▸ Selected extract
::::

Review: Wrong to Need You

Wrong to Need You: Forbidden Hearts - Alisha Rai

This sequel to Hate to Want You is a wonderful, exhilarating read about a woman struggling to get by reconnecting with a childhood friend who skipped town a decade ago.


I adored this novel. I loved the heroine's at odds, but still involved in family relationships. I loved the hero's quiet competence and patience. It also doesn't hurt that she's a cocktail nerd who likes sex or that, while baby sitting, he explains Japanese internment camps in America to her kid. Or that these were my favorite two characters from the previous book.


Excellent, satisfying.


The only downside is that I'm not interested in either of the leads for book 3.

Review: Obsidio

Obsidio - Jay Kristoff, Amie Kaufman

Not as wild a scifi concept as book 2, but just as action packed a ride as the rest of the series, Obsidio concludes the Illuminae Files detailing how the files were constructed and what happened on the illegal mining colony after the initial attack. Great illustrations, great graphic design, great writing. I've really enjoyed this series.


I'm also kind of glad it's over, as the longer it goes on, the more it stretches my suspension of disbelief that so many key characters are still alive. And not because they're mostly teenagers; fucking teenagers can do anything. Just, you know, that's a lot of crits in a row even for weighted dice. Like, a cat is introduced just so we see the building it's in get demolished, but the cat's fine.


But what ever, it's a better story that way.


Also, I know this isn't much of a review, but The Book Smugglers live tweet of reading this is already a far better review that I could hope to write.

Review: Whipping Girl

Whipping Girl: A Transsexual Woman on Sexism and the Scapegoating of Femininity - Julia Serano

I don't generally rate nonfiction, so the lack of stars is not an indication of quality.

::::

▸ Record set
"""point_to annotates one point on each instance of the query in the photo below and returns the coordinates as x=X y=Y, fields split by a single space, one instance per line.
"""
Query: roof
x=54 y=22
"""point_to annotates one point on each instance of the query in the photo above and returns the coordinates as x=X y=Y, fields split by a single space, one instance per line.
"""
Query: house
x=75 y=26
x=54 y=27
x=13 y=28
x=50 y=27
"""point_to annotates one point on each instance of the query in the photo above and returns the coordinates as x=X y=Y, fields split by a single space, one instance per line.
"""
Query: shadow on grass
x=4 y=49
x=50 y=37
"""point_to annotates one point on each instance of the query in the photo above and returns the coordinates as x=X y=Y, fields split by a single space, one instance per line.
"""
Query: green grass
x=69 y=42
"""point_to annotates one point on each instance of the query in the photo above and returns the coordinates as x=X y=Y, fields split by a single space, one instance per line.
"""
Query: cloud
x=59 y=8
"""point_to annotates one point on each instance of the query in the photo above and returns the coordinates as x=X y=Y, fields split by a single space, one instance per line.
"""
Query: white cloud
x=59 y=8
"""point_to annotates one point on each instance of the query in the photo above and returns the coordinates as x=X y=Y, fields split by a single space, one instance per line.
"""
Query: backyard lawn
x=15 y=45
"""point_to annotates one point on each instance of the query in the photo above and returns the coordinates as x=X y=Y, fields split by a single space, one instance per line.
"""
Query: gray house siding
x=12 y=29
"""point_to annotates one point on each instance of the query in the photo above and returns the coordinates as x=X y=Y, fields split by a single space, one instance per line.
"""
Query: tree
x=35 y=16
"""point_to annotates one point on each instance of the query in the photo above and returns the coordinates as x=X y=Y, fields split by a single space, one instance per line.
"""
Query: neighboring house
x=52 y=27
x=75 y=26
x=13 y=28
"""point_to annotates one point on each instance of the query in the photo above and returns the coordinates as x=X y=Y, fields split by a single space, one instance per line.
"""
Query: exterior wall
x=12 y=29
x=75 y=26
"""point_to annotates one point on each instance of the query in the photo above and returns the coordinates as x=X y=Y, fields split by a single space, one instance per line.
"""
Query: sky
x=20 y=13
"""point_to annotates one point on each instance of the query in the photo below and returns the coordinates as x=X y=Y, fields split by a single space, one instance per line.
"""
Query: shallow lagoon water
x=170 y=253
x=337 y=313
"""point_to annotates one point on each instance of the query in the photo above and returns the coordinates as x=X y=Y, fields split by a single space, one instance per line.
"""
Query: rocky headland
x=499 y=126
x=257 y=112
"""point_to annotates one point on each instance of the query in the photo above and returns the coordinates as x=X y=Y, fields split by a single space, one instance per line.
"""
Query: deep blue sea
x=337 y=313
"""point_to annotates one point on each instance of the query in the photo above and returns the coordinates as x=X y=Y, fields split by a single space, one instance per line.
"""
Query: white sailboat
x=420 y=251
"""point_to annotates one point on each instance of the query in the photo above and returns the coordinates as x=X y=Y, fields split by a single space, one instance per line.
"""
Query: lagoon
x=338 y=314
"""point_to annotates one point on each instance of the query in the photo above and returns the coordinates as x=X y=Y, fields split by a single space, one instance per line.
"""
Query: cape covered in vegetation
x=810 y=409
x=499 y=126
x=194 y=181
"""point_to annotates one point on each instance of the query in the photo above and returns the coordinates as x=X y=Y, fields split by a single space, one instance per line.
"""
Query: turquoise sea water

::::

Translate this sentence from the book reviews into Spanish: "I loved the hero's quiet competence and patience."

Me encantaron la discreta competencia y la paciencia del protagonista.